FRAGMENTO ORIGINAL:
===============

En los albores de mi
memoria, decir de mi conocimiento sería presuntuoso ya que empiezo a dudar de
haberlo tenido nunca, quedó grabada sin el más mínimo titubeo la cantinela que
en un momento del desarrollo de la ceremonia religiosa, o sea la misa, se
oficiaba. Le llamaban “la rogativa” y era ni más ni menos que la relación de
personas difuntas sobre las que se pedía, previo óbolo al mósen de turno, un
paternóster por el eterno descanso de su alma. Esta salmodia comenzaba
inexorablemente de esta forma: “Por el eterno descanso de las almas de Baltasar
y María Gómez, Paternóster”.

===============

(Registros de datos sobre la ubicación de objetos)
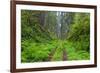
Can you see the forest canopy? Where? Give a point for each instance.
(54, 36)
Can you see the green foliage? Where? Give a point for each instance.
(41, 33)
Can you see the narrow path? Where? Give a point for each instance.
(51, 54)
(64, 56)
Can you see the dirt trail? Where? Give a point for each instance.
(64, 56)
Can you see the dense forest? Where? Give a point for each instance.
(54, 36)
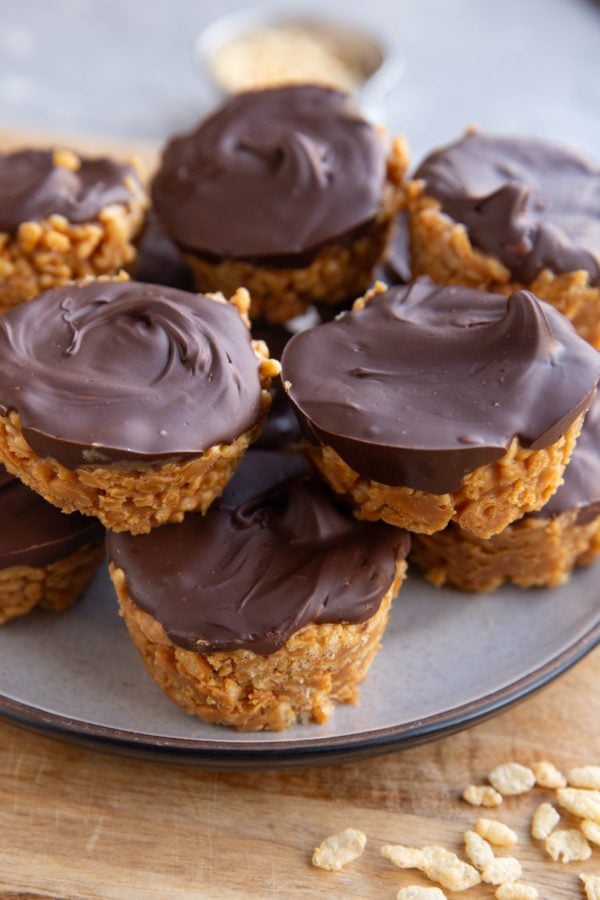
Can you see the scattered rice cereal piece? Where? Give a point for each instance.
(545, 819)
(418, 893)
(496, 832)
(568, 846)
(591, 830)
(591, 886)
(501, 870)
(582, 803)
(448, 870)
(477, 849)
(511, 778)
(516, 891)
(585, 776)
(547, 775)
(339, 849)
(403, 857)
(482, 795)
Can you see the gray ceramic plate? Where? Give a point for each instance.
(448, 660)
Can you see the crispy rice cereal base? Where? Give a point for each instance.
(533, 552)
(54, 251)
(440, 248)
(132, 496)
(337, 272)
(54, 587)
(316, 665)
(489, 499)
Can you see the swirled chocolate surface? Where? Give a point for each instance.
(428, 383)
(276, 173)
(114, 371)
(530, 203)
(32, 188)
(34, 533)
(581, 486)
(275, 553)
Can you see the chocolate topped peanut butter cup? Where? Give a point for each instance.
(580, 489)
(34, 533)
(120, 371)
(425, 384)
(33, 187)
(275, 553)
(528, 202)
(274, 176)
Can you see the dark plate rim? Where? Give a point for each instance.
(222, 753)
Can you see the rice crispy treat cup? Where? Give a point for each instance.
(74, 217)
(53, 587)
(370, 426)
(300, 203)
(317, 665)
(286, 598)
(533, 552)
(138, 490)
(339, 271)
(489, 499)
(47, 559)
(447, 250)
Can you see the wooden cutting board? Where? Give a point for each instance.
(77, 823)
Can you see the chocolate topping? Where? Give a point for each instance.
(427, 383)
(581, 487)
(273, 173)
(111, 371)
(275, 553)
(34, 533)
(32, 188)
(530, 203)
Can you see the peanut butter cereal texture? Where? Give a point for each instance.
(300, 203)
(380, 448)
(287, 597)
(72, 217)
(95, 471)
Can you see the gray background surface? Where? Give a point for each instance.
(125, 67)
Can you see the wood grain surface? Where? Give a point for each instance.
(76, 823)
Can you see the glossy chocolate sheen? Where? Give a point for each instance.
(33, 188)
(427, 383)
(581, 486)
(275, 553)
(528, 202)
(272, 175)
(34, 533)
(114, 371)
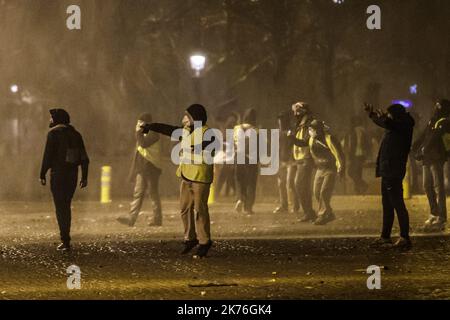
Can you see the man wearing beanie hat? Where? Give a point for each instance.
(145, 172)
(64, 153)
(391, 167)
(432, 150)
(328, 158)
(303, 162)
(196, 179)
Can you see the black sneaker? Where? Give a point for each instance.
(403, 244)
(63, 247)
(307, 218)
(203, 249)
(324, 219)
(126, 221)
(281, 209)
(189, 245)
(381, 243)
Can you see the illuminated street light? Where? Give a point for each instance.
(14, 88)
(198, 63)
(413, 89)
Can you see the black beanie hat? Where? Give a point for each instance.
(197, 113)
(146, 117)
(317, 125)
(60, 116)
(396, 110)
(445, 105)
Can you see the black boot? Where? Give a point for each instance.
(203, 249)
(189, 245)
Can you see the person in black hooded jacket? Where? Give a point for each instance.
(64, 153)
(391, 167)
(196, 178)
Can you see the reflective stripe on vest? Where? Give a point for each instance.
(196, 170)
(330, 146)
(300, 153)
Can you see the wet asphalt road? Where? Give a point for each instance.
(259, 257)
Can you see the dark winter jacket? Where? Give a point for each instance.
(396, 144)
(64, 152)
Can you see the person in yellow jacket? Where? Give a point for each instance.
(196, 176)
(328, 157)
(145, 172)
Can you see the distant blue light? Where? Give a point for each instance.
(413, 89)
(405, 103)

===============

QUÉ SE PIDE:
[A] Según el fragmento sobre la rogativa, ¿qué se pedía por cada difunto nombrado?
[B] Resume con menos palabras el párrafo del fragmento sobre la rogativa que empieza por "En los albores de mi memoria", sin perder sus datos principales.
[C] Sigue escribiendo el fragmento sobre la rogativa a partir de su última frase.
Los registros no tienen nada que ver con esto.

RESPUESTAS:
[A] Un paternóster por el eterno descanso de su alma.

[B] Desde los primeros recuerdos de quien escribe quedó grabada una cantinela de la misa llamada "la rogativa". Era la lista de difuntos por cuyo eterno descanso se pedía un paternóster, después de dar un óbolo al mósen. Siempre empezaba así: "Por el eterno descanso de las almas de Baltasar y María Gómez, Paternóster".

[C]
Durante mi estancia en el
pueblo en el próximo pasado verano/otoño, inquirí a mis parientes mayores, y en
concreto a mi tío, sobre varios temas y uno de ellos trataba de averiguar
quienes eran los finados. Me explicó que debieron ser los donantes de alguna o
todas las campanas de la iglesia, pues en una de ellas así figura “escrito” en
la misma. Quedé estupefacto pues con la de veces que habré estado en el
campanario, nunca se me ocurrió ilustrarme sobre los escritos que en ella, o
ellas, figuran. O falta de interés o escrito en algún latinajo indescifrable.
He de confesar que no fui nunca aguerrido atacante de las campanas; las traté
siempre con respeto y a distancia, lo cual no quiere decir que no las bandeara
cuando subía al campanario; había mozos que se colgaban de ellas para conseguir
darle la vuelta en una acción muchas veces temeraria según mi cobarde opinión.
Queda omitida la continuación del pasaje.